**Exercise input:**

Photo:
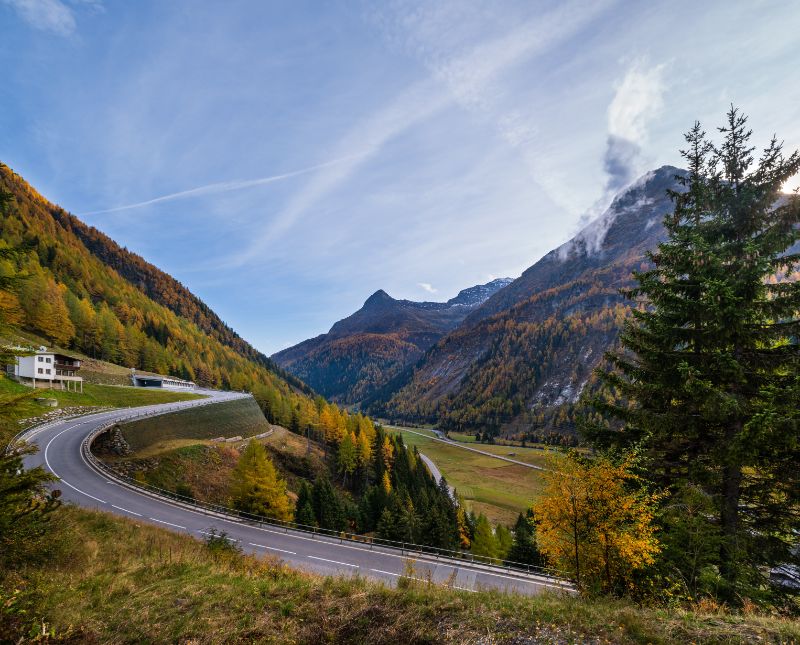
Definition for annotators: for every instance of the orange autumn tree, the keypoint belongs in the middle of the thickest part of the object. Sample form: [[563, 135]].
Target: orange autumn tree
[[595, 522]]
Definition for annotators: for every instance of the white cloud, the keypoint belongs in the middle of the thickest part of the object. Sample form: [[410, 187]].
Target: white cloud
[[47, 15], [639, 98], [464, 79], [426, 286], [221, 187]]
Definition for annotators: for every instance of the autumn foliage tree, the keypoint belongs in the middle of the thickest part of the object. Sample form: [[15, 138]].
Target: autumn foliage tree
[[708, 380], [256, 487], [595, 522]]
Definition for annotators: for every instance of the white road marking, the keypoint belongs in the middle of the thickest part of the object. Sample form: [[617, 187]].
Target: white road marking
[[126, 510], [177, 526], [357, 548], [346, 564], [218, 535], [271, 548]]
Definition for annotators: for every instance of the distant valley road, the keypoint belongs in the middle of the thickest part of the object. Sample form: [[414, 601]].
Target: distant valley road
[[60, 452]]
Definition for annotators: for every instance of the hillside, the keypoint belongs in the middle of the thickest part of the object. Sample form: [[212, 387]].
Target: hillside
[[156, 586], [83, 292], [519, 363], [364, 351]]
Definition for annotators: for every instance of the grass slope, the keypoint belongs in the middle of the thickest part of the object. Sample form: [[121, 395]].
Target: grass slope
[[155, 586], [94, 396], [496, 488], [230, 419], [175, 450]]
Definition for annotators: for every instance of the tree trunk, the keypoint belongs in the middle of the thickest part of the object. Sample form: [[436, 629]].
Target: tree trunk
[[729, 515]]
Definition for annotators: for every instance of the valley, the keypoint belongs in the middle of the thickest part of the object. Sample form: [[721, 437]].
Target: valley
[[498, 489]]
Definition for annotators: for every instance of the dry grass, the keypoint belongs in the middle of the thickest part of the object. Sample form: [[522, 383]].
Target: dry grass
[[115, 581]]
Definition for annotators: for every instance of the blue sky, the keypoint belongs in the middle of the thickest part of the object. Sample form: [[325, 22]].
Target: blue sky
[[286, 159]]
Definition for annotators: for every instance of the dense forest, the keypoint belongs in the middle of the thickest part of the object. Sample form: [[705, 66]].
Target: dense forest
[[82, 291], [365, 351]]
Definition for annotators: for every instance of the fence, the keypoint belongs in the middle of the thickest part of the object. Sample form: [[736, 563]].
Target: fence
[[406, 548]]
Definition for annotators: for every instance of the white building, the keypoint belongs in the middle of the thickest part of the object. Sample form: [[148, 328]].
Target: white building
[[48, 369]]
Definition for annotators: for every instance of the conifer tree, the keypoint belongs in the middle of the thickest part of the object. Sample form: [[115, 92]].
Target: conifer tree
[[256, 487], [484, 542], [708, 382], [524, 548], [304, 509], [327, 506], [346, 457]]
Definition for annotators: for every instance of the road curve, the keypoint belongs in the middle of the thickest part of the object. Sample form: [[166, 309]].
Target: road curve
[[60, 453], [441, 438]]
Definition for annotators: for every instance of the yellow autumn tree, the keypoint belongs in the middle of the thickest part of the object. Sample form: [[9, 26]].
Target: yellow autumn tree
[[364, 446], [594, 522], [256, 487]]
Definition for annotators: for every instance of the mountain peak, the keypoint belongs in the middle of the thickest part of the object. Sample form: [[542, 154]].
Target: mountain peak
[[479, 293], [380, 297]]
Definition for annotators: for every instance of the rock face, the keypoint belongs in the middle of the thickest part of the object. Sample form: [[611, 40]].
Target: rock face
[[521, 360], [364, 351], [111, 442]]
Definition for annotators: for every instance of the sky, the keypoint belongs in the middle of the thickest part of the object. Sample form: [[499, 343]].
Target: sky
[[284, 160]]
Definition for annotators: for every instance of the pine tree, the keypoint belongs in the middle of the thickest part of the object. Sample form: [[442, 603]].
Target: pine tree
[[346, 457], [256, 487], [327, 506], [524, 548], [304, 509], [708, 382], [484, 542]]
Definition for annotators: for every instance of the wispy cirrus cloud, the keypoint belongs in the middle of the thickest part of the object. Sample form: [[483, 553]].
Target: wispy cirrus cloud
[[48, 15], [223, 187], [427, 286], [464, 76]]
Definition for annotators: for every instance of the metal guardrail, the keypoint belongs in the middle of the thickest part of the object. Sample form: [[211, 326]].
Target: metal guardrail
[[406, 548]]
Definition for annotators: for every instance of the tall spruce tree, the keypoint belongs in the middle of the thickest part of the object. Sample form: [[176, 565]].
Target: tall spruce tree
[[707, 380]]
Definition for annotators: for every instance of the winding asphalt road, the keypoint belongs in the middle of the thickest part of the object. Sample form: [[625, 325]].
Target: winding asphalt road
[[60, 452]]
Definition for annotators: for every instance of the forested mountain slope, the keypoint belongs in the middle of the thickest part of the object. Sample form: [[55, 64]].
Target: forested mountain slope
[[83, 291], [367, 349], [519, 363]]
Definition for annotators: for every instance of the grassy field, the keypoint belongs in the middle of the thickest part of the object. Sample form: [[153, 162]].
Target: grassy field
[[27, 410], [241, 417], [175, 450], [491, 486], [112, 580]]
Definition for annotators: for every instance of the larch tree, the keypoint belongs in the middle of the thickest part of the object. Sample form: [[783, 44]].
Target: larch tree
[[594, 522], [708, 378], [256, 487]]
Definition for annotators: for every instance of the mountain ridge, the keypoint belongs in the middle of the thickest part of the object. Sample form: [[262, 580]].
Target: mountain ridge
[[519, 363], [365, 350]]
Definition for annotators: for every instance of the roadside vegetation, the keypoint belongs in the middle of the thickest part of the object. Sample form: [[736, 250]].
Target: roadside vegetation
[[26, 410], [157, 586]]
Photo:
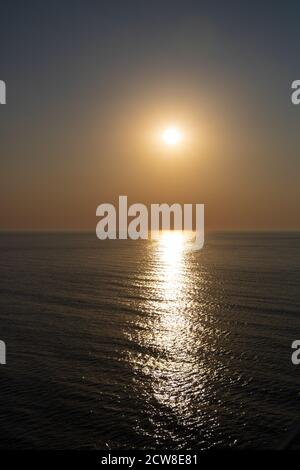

**Your goal:** Count the lines above that contain the word "distant", matching case exactly, and give only that number.

**Output:** 2